> **ページ抜粋**
:::::
SLGのようでRPGであり、コミカルのようでシリアスであり。
ver1.00
クリア時間 1時間23分(ED3敗北)
+7分(オマケ)
+7分(ED1)
+4分(ED2)
+18分(死神賢者の日記読了、ED3勝利)
クリアレベル 16(難易度クッキー)
弟子のミーナに弱体化魔法を教えていたら
その弱体化魔法に見事にかかってしまった
魔王軍四天王の死神賢者シェセレーナこと通称シズク。
しかし四天王の残留試験は10日後にあり弱体化したままでは
勝ち目がない。10日間でレベルを上げて試験に臨む短編RPG。
本作は2部構成であり、前半の10日間は準備を整えてからダンジョンに向かい
その10日間が終了すると後半は四天王試験になり、会話イベントとボス戦が3回行う。
スクショやタイトルを見ているとSLGのようにも思えるが
ノンフィールドでひたすら戦闘を続けていくことでダンジョンを攻略していく
連戦ゲーなので、準備したり会話したりしてから戦闘をする点で
実態としては前作のバレンタインと同じ構成のRPGだったりする。
選択肢のデザインやUIがデフォルトのものから大幅変更、進化しているので
コマンドの内容的に前作からの追加要素は冷静に比較すると実はないのだけど
プレイしていて受ける印象はまるで異なっていて、新鮮味が強い。
本作はエンド分岐があり、後半の四天王試験で1戦目、2戦目で敗北するか
によってそれぞれ分岐し、最終戦のみ勝敗はエンド分岐に影響しない。
:::::
> **提供資料**
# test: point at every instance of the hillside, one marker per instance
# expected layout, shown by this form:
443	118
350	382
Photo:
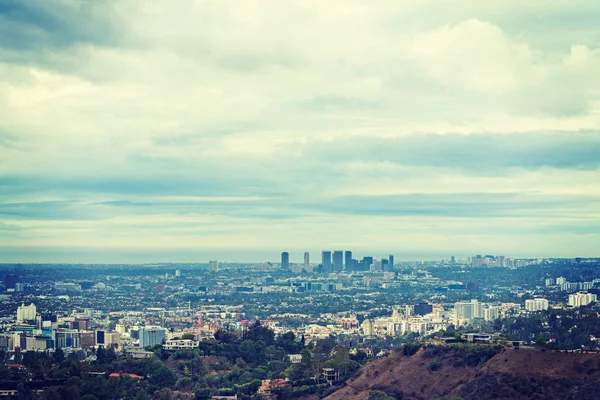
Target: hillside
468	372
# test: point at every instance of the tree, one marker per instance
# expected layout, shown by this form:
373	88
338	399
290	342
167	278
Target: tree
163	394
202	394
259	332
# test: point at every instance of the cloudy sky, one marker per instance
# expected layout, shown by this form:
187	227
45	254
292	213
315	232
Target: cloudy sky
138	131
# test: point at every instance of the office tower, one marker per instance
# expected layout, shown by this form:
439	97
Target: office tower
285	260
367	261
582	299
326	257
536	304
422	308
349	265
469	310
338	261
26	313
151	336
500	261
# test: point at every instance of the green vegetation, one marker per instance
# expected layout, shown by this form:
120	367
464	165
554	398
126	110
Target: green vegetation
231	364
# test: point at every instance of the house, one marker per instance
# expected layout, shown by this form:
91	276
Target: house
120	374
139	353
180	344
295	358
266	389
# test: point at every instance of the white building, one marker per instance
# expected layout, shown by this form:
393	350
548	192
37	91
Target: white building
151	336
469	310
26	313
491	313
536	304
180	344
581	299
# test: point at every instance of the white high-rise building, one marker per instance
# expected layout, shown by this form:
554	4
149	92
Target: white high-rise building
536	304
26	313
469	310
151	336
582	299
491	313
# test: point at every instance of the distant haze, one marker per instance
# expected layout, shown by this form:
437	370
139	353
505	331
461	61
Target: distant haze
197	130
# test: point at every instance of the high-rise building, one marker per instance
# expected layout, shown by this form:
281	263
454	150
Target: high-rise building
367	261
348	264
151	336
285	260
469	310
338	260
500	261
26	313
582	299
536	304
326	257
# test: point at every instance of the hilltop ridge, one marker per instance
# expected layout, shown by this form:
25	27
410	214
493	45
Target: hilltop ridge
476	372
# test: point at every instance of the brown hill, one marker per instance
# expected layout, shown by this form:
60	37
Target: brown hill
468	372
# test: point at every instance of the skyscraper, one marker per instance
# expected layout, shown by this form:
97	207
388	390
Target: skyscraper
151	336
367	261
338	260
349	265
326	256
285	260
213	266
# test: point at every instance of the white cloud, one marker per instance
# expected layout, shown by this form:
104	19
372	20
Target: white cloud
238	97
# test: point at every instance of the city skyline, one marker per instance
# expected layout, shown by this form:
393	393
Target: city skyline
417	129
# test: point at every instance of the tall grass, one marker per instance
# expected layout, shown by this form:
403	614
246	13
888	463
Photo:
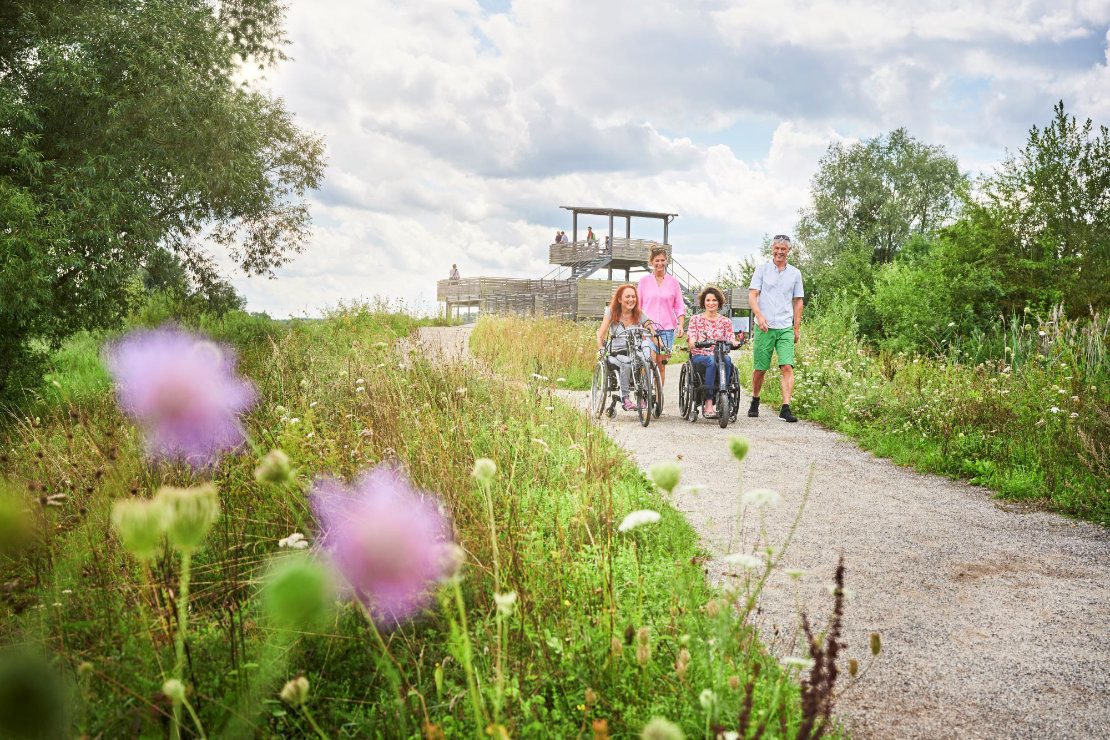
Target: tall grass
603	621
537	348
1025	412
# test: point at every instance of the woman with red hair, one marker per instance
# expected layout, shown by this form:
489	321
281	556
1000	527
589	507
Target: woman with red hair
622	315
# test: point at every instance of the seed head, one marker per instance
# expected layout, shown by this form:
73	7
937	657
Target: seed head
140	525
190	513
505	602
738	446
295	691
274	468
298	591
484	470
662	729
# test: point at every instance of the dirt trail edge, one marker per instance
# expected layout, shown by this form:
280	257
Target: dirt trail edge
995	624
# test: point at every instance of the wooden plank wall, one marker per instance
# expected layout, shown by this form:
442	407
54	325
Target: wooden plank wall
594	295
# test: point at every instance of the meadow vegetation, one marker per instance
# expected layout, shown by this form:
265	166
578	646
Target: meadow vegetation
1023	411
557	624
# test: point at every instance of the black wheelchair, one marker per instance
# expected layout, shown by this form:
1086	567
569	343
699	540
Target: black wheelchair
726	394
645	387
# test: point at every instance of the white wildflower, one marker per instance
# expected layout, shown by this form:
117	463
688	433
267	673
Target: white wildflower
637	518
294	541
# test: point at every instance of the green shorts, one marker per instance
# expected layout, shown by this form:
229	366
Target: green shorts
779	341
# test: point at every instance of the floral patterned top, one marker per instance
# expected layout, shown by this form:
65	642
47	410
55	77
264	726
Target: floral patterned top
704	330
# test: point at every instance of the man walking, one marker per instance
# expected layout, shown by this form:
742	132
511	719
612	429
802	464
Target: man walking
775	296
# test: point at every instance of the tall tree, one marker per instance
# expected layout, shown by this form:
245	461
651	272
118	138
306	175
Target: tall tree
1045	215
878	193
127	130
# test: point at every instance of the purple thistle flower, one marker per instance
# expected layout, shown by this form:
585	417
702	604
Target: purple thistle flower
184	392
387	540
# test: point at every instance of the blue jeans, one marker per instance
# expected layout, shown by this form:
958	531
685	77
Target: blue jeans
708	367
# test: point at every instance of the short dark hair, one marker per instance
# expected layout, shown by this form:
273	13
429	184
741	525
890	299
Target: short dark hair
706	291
:::::
> **課題一覧**
a. ページ抜粋をもとに、次の問いに答えよ。
(i) シズクの弟子の名前は何か。
(ii) 四天王の残留試験は何日後にあるか。
(iii) 記載されているクリアレベルと難易度は何か。
b. ページ抜粋の内容と次の各記述が一致するかを判定せよ。根拠となる本文の語句をそのまま引用すること。
(i) 本作は3部構成である。
(ii) 最終戦の勝敗はエンド分岐に影響する。
(iii) 後半の四天王試験ではボス戦が3回行われる。
c. ページ抜粋に記された、基本のクリア時間に加算される時間をすべて挙げよ。各時間には括弧内の項目を添えること。

> **課題の解答**
a.
(i) ミーナ
(ii) 10日後
(iii) レベル16、難易度クッキー

b.
(i) いいえ。「本作は2部構成であり」
(ii) いいえ。「最終戦のみ勝敗はエンド分岐に影響しない」
(iii) はい。「会話イベントとボス戦が3回行う」

c.
+7分(オマケ)
+7分(ED1)
+4分(ED2)
+18分(死神賢者の日記読了、ED3勝利)